====== Selected text

In the final, Russia was drawn to perform 6th, after Bosnia and Herzegovina and preceding Iceland. The Russian entry scored a total of 259 points and placed 2nd in the final. The public awarded Russia 2nd place with 332 points and the jury awarded 11th place with 94 points.

=== Voting ===
====Points awarded to Russia====

Points awarded to Russia (Semi-final 1)
| Score | Country |
|---|---|
| 12 points | Belgium; Denmark; Finland; Israel; Latvia; |
| 10 points | Austria |
| 8 points | Azerbaijan; Ireland; Montenegro; Switzerland; |
| 7 points | Cyprus; Greece; Hungary; Spain; |
| 6 points | Iceland; Moldova; Romania; |
| 5 points |  |
| 4 points |  |
| 3 points |  |
| 2 points | Italy; San Marino; |
| 1 point |  |

Points awarded to Russia (Final)

============
====== Supplied data

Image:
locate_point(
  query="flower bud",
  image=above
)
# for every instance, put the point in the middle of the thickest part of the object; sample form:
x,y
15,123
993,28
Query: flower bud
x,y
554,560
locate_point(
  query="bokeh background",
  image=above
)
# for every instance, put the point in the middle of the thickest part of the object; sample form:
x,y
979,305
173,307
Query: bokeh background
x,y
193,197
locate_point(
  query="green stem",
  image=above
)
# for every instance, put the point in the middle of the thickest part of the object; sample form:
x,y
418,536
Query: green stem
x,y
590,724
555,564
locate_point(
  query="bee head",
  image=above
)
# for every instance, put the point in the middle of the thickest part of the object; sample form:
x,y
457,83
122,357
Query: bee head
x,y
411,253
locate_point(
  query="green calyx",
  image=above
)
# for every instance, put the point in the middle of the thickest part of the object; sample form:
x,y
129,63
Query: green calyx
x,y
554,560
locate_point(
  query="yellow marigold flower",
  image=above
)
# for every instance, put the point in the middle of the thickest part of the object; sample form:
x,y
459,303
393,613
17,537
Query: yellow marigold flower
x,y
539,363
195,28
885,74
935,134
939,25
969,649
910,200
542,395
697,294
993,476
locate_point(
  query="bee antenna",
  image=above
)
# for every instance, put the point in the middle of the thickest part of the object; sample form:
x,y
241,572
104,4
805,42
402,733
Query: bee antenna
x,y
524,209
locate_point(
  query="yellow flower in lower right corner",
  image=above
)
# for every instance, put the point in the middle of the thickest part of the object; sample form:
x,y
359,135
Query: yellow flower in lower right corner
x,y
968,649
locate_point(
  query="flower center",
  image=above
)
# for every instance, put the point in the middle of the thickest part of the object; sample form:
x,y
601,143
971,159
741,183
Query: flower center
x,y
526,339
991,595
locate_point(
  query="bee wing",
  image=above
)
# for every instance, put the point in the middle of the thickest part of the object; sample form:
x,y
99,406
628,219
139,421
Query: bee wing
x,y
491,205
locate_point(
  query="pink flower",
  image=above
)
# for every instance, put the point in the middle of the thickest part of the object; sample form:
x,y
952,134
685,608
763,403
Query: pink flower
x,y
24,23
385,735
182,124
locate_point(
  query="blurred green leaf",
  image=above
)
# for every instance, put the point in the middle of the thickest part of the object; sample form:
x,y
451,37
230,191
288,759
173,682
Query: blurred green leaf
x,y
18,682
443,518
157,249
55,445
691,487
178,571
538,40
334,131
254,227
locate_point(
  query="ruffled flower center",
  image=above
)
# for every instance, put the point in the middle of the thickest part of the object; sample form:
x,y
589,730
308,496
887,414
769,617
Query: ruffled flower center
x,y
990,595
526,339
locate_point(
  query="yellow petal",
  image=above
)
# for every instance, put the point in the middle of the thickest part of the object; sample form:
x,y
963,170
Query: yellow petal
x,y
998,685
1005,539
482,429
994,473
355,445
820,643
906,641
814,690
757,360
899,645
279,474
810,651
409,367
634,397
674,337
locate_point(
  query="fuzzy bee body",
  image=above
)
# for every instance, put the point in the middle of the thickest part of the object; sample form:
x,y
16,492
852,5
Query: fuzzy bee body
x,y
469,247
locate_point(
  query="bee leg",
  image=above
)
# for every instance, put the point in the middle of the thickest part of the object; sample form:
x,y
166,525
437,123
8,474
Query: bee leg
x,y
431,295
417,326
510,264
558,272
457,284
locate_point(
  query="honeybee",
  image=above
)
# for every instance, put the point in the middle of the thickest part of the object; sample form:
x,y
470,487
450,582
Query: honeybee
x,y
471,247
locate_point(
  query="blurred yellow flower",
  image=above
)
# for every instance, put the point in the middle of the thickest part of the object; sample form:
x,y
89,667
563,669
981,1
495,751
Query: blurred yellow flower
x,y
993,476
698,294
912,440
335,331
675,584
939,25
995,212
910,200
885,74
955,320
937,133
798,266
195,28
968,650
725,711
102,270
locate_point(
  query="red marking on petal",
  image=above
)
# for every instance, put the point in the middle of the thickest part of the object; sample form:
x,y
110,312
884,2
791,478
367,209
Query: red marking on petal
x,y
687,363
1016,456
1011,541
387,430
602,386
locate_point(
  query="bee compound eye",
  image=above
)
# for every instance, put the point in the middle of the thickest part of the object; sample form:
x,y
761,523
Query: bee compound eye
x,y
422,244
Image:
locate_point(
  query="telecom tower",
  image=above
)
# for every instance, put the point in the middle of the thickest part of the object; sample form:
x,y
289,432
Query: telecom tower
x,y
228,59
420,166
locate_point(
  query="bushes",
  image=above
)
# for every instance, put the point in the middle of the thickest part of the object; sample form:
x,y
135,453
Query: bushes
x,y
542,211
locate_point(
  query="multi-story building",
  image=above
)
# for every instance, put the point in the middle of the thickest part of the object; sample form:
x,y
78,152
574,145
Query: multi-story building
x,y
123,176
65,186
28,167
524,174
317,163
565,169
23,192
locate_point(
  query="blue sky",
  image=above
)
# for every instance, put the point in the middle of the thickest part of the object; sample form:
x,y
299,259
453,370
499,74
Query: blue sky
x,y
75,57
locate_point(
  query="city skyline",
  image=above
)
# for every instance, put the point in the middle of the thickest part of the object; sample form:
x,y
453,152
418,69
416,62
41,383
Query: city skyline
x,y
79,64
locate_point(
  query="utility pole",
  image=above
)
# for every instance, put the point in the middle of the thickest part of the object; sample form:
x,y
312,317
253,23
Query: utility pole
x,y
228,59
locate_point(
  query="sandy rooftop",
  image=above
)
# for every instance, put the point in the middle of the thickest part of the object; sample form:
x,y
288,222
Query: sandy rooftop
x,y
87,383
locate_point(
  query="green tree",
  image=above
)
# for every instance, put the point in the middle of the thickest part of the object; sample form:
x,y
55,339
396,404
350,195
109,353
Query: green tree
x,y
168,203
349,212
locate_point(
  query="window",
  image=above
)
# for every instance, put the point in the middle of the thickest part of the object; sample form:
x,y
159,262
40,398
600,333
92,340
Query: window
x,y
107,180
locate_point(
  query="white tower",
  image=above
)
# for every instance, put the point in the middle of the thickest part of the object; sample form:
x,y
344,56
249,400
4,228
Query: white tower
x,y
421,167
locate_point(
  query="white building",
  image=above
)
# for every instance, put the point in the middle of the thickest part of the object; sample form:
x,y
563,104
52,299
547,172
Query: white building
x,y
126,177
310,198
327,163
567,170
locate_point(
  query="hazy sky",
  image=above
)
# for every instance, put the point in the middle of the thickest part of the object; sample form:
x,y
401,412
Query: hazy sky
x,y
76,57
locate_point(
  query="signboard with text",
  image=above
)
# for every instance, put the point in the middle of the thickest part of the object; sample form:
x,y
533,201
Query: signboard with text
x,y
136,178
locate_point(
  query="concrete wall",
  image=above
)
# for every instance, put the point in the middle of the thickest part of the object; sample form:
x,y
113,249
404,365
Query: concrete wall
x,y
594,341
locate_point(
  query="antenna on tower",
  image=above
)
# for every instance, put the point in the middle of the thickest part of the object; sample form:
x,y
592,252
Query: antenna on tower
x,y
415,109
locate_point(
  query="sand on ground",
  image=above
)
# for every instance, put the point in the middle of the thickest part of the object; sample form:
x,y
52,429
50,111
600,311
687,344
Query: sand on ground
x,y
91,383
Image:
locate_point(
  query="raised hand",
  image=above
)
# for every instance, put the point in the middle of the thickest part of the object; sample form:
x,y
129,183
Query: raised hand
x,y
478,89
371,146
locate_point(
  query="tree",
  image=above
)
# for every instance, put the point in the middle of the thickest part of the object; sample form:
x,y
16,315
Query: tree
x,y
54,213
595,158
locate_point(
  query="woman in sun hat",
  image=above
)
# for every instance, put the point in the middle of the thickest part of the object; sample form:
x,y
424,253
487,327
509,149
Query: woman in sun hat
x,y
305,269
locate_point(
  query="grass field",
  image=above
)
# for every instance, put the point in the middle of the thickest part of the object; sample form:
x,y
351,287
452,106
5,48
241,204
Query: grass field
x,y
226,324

============

* [Complete the following]
1. In the text on Russia's Eurovision voting, which countries gave Russia 12 points in Semi-final 1?
2. According to the text on Russia's Eurovision voting, which country performed immediately before Russia in the final?
3. Extend the text on Russia's Eurovision voting, beginning right after its last line.

* [Results for the exercise]
1. Belgium, Denmark, Finland, Israel, Latvia

2. Bosnia and Herzegovina

3.
| Score | Country |
|---|---|
| 12 points | Belarus |
| 10 points | Azerbaijan; Italy; Latvia; San Marino; Ukraine; |
| 8 points | Belgium; Denmark; Estonia; Finland; Norway; Portugal; Slovenia; Spain; |
| 7 points | Germany; Hungary; Iceland; Israel; Serbia; Sweden; Turkey; |
| 6 points | Bulgaria; Croatia; Ireland; Lithuania; Moldova; |
| 5 points | Austria; Cyprus; Georgia; |
| 4 points | France; Greece; Macedonia; Montenegro; Netherlands; Romania; |
| 3 points | Albania; Bosnia and Herzegovina; Malta; Slovakia; United Kingdom; |
| 2 points |  |
| 1 point |  |

====Points awarded by Russia====

Points awarded by Russia (Semi-final 1)
| Score | Country |
|---|---|
| 12 points | Moldova |
| 10 points | Ireland |
| 8 points | Romania |
| 7 points | Cyprus |
| 6 points | Israel |
| 5 points | Greece |
| 4 points | Latvia |
| 3 points | Denmark |
| 2 points | Albania |
| 1 point | Iceland |

Points awarded by Russia (Final)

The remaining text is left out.